— What you will do —
Find the line that contains "of the grass". Repeat that line and all lines following it, exactly, through the end of the listing below.

— Provided entries —

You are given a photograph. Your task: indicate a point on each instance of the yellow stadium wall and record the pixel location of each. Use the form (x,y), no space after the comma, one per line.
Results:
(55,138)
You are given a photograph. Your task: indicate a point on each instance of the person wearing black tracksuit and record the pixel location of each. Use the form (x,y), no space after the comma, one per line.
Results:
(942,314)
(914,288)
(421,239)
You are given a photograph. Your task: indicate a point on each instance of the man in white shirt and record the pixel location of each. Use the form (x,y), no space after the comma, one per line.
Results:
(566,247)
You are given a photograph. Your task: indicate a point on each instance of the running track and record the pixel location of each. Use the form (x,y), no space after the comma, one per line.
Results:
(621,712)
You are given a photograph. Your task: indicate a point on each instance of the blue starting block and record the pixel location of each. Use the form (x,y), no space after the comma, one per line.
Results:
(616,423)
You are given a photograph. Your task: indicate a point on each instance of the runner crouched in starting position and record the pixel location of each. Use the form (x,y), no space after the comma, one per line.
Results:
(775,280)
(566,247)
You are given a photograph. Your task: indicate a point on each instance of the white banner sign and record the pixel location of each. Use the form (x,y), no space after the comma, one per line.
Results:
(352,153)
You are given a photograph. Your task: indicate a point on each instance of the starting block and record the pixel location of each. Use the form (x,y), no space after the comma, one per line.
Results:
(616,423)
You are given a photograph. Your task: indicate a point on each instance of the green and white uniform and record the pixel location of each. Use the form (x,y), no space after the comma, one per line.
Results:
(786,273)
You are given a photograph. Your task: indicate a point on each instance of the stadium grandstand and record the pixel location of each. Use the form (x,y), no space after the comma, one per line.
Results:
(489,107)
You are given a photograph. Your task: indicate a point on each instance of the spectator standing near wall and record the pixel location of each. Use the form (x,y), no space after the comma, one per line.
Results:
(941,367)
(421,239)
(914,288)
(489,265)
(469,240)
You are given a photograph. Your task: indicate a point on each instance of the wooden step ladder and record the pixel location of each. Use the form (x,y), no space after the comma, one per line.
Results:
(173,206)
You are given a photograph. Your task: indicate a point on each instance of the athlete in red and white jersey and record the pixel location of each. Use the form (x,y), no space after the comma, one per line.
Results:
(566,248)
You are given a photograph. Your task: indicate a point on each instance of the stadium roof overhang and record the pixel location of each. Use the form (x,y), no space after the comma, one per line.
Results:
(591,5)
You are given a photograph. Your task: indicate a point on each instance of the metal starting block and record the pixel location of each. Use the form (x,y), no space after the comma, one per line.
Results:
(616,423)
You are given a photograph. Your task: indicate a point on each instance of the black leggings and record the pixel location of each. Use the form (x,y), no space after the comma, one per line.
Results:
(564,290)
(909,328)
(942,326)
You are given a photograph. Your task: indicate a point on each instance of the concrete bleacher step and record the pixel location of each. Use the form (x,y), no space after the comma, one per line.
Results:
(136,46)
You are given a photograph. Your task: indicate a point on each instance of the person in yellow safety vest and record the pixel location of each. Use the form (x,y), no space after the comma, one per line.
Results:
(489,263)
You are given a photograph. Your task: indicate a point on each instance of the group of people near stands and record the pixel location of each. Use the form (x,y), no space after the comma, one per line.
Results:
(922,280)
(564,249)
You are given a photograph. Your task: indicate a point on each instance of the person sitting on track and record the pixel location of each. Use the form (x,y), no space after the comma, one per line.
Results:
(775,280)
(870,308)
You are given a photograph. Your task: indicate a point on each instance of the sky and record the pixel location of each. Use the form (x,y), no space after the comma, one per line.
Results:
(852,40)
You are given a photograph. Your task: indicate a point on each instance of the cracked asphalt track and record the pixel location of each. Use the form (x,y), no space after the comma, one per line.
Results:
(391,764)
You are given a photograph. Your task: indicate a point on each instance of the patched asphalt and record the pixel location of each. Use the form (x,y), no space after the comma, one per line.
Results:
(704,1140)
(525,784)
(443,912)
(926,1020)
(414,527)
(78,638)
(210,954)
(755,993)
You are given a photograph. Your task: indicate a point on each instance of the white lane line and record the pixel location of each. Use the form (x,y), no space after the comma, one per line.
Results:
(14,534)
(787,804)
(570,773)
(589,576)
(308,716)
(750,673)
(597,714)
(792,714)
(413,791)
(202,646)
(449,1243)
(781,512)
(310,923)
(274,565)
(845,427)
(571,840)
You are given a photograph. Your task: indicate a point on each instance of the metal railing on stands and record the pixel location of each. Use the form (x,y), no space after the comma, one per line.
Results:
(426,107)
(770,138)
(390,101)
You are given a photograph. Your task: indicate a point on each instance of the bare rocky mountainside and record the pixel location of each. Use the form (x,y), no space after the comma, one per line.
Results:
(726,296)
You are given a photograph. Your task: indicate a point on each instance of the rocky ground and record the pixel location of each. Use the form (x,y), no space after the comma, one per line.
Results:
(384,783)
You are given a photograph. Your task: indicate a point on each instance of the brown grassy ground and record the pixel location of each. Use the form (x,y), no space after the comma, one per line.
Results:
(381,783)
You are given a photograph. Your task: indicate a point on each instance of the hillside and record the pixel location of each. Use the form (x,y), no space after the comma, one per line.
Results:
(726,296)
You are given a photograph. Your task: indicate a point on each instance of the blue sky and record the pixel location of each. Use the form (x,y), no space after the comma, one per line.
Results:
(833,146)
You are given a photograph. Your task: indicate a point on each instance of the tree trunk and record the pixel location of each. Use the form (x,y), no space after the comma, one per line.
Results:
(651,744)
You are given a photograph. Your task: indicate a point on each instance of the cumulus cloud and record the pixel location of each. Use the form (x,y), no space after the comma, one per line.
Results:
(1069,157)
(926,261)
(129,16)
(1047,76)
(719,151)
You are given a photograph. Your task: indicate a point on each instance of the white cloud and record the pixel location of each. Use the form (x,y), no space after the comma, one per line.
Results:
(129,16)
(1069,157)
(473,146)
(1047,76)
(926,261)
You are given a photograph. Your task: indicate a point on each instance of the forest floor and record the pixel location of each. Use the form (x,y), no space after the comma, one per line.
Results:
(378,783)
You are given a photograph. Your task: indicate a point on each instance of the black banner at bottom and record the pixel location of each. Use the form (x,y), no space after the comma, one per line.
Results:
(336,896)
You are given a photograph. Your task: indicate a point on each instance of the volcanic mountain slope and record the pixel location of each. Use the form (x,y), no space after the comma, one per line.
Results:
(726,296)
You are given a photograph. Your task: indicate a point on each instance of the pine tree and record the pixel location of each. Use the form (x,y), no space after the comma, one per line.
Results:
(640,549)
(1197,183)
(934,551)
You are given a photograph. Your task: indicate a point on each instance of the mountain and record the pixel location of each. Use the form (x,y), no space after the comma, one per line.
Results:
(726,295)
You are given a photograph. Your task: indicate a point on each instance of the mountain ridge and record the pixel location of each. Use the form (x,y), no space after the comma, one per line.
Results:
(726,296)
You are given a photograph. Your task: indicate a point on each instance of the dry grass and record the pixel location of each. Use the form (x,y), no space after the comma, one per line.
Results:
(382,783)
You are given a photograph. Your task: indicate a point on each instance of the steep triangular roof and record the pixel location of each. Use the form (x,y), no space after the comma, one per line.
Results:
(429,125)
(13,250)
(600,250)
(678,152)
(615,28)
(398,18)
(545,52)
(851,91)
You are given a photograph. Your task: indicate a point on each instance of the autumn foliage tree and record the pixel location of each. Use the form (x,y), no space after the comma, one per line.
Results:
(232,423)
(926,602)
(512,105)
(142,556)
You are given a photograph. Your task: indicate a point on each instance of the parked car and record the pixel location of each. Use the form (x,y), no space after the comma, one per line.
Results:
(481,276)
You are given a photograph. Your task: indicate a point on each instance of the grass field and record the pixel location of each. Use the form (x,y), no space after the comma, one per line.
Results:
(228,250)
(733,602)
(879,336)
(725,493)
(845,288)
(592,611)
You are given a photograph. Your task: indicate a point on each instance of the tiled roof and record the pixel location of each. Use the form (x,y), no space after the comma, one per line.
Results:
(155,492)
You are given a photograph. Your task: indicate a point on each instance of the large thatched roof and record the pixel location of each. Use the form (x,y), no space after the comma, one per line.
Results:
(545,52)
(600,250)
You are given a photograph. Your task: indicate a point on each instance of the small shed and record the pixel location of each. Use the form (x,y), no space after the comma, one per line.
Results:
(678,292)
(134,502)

— Full solution —
You are given a photograph. Your task: indicate a point on each instance of the grass field and record the pixel location of each. Use the form (x,y), no space after the comma, one per line.
Results:
(228,250)
(733,602)
(879,336)
(725,493)
(845,288)
(592,611)
You are given a photograph. Your task: indicate a point on each instance of the tiled roof and record the pixel location of each. Use the form (x,y), no space after the comma, one per line.
Results:
(155,492)
You are given a photograph. Your task: indicate a point on each instance of the large thatched roof and record the pixel location of each. Use the form (x,y), no space after the comma, one per line.
Results:
(545,52)
(600,250)
You are given a photograph. Your task: indicate a point on each instance of the small shed and record the pixel location of each. Use the form (x,y), no space after the comma, one per line.
Results:
(678,292)
(134,502)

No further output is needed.